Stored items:
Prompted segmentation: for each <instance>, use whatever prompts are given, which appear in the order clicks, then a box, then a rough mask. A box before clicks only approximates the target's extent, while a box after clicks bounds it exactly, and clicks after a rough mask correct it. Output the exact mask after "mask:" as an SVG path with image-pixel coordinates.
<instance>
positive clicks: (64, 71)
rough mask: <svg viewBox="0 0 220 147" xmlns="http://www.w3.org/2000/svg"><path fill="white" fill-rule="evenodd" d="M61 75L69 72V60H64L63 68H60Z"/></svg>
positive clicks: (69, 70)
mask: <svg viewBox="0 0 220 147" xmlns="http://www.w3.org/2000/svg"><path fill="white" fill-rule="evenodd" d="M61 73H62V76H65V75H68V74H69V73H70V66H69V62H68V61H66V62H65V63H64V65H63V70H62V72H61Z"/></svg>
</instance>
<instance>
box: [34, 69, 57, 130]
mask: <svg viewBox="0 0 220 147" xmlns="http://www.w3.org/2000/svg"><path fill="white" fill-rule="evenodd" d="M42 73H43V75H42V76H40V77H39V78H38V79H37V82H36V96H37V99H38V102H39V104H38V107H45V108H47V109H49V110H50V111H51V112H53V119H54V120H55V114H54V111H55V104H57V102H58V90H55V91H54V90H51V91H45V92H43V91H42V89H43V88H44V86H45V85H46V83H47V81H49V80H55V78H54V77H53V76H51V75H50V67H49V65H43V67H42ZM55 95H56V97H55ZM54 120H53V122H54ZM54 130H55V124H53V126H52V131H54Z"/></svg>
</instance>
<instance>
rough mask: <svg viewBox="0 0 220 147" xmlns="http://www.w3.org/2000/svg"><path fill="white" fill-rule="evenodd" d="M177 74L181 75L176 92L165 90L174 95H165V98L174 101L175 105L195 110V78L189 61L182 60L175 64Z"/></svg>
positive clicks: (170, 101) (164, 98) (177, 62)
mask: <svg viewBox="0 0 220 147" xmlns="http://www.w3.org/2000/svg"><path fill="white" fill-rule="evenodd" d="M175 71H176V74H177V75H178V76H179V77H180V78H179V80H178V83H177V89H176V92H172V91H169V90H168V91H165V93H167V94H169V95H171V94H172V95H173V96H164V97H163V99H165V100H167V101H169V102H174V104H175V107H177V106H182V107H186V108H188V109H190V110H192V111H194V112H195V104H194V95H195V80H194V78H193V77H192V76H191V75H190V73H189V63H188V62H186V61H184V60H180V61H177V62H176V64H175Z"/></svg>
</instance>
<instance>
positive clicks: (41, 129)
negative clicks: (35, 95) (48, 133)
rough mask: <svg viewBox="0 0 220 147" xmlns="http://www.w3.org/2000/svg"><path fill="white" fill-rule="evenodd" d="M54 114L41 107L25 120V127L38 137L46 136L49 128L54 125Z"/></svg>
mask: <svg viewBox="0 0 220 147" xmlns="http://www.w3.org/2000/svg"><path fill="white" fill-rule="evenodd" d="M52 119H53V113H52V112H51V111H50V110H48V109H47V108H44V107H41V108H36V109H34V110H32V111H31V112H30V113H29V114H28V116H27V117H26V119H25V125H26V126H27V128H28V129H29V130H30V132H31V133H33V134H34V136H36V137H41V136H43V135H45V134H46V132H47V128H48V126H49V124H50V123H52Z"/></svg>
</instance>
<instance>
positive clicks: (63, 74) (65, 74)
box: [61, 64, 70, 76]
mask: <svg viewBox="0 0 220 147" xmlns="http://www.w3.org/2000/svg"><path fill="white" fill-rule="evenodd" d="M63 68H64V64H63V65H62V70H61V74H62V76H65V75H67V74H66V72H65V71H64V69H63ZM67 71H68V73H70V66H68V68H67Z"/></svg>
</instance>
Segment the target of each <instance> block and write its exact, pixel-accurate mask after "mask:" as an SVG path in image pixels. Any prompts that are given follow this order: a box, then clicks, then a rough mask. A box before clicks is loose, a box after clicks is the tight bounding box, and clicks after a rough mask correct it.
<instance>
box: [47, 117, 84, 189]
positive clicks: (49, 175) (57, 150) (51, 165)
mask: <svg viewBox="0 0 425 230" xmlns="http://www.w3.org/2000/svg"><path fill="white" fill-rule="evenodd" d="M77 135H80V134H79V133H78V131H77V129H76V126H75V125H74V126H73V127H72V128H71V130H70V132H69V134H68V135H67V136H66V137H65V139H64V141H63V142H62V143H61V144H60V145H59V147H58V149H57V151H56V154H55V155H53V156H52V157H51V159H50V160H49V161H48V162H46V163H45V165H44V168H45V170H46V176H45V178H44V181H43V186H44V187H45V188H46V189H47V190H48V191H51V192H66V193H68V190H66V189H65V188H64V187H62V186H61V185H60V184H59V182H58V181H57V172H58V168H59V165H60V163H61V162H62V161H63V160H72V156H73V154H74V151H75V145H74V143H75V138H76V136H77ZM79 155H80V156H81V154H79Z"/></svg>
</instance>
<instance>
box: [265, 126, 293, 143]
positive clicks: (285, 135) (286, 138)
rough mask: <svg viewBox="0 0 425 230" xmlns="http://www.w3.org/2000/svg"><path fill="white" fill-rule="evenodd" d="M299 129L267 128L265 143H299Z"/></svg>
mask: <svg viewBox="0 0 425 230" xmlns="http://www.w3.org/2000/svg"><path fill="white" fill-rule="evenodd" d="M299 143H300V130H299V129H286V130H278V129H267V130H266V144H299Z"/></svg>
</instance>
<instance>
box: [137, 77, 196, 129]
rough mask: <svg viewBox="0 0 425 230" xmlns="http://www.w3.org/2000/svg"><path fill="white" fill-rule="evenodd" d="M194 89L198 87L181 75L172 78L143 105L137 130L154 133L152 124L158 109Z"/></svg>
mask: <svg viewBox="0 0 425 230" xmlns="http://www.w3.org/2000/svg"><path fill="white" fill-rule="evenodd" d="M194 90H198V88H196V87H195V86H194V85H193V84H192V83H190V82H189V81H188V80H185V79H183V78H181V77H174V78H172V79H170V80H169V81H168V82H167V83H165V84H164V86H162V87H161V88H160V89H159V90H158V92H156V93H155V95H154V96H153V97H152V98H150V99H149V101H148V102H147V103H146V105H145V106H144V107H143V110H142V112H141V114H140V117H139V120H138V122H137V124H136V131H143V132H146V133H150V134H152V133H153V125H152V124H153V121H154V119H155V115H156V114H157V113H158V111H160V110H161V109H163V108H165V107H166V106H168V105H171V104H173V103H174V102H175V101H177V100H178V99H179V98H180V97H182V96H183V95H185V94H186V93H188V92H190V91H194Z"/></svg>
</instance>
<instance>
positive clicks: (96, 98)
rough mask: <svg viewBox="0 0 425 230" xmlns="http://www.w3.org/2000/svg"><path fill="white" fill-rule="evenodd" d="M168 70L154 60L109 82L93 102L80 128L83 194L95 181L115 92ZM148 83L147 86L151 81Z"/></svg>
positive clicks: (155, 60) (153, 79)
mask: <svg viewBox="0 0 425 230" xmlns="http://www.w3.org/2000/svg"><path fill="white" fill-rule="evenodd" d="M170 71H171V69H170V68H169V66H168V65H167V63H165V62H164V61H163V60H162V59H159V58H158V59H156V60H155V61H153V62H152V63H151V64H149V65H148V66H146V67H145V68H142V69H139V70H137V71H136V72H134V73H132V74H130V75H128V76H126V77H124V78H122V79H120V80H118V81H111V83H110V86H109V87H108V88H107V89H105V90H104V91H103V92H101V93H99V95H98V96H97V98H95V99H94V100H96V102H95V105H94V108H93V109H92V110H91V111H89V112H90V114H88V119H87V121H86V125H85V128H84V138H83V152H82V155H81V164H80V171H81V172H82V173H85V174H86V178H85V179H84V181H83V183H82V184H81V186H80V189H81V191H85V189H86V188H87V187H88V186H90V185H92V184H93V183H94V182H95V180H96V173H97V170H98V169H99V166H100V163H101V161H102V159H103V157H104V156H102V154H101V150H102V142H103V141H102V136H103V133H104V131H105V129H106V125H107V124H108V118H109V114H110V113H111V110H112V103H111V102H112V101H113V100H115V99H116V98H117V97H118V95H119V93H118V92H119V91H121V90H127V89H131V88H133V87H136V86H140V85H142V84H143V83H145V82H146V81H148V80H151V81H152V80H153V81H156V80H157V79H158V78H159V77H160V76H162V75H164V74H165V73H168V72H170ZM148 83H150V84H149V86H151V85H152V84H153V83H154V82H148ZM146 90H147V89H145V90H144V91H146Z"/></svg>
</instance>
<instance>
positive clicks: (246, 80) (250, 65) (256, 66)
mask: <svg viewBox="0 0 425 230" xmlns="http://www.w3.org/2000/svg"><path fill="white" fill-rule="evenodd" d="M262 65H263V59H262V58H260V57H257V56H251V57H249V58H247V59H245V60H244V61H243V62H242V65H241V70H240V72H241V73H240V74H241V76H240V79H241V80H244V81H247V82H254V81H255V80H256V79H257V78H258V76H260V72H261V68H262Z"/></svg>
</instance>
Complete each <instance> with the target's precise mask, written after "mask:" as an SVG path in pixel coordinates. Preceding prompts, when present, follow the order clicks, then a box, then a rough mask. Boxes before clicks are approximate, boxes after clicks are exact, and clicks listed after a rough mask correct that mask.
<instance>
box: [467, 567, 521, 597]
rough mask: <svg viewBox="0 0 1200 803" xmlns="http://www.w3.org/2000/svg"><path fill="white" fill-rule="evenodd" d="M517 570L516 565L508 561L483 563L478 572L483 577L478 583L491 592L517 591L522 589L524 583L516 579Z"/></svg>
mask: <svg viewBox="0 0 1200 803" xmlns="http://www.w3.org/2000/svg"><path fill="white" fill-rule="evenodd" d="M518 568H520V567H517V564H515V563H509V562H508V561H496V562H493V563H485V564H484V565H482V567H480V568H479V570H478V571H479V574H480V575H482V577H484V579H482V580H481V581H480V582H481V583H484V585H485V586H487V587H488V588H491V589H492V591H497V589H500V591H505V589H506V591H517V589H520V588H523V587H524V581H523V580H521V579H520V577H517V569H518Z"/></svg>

> EXERCISE PROMPT
Once you reach the line with "box: [61, 64, 70, 76]" in the data above, copy it and every line after it exactly, up to and including the line with "positive clicks: (285, 135) (286, 138)".

> SOLUTION
box: [61, 64, 70, 76]
mask: <svg viewBox="0 0 220 147" xmlns="http://www.w3.org/2000/svg"><path fill="white" fill-rule="evenodd" d="M63 68H64V64H63V65H62V70H61V74H62V76H65V75H67V74H66V72H65V71H64V69H63ZM67 71H68V73H70V66H68V68H67Z"/></svg>
</instance>
Segment the target of each <instance> block and write its exact, pixel-accurate mask after "mask:" as an SVG path in image pixels. Any prompts that are given follow this order: a box, then clicks, then a rough mask. A box before clicks is loose, a box after clicks is the tight bounding box, and clicks after a rough mask correct it.
<instance>
box: [47, 117, 84, 189]
positive clicks: (49, 175) (57, 150) (51, 165)
mask: <svg viewBox="0 0 425 230" xmlns="http://www.w3.org/2000/svg"><path fill="white" fill-rule="evenodd" d="M77 135H80V134H79V133H78V131H77V129H76V126H75V125H74V126H73V127H72V128H71V130H70V132H69V134H68V135H67V136H66V137H65V139H64V141H63V142H62V143H61V144H60V145H59V147H58V149H57V151H56V154H55V155H53V156H52V157H51V159H50V160H49V161H48V162H46V163H45V165H44V168H45V170H46V176H45V178H44V181H43V186H44V187H45V188H46V189H47V190H48V191H51V192H66V193H68V190H66V189H65V188H64V187H62V186H61V185H60V184H59V182H58V181H57V172H58V168H59V165H60V163H61V162H62V161H63V160H72V156H73V154H74V151H75V145H74V143H75V138H76V136H77ZM79 155H80V156H81V154H79Z"/></svg>
</instance>
<instance>
box: [265, 126, 293, 143]
positive clicks: (285, 135) (286, 138)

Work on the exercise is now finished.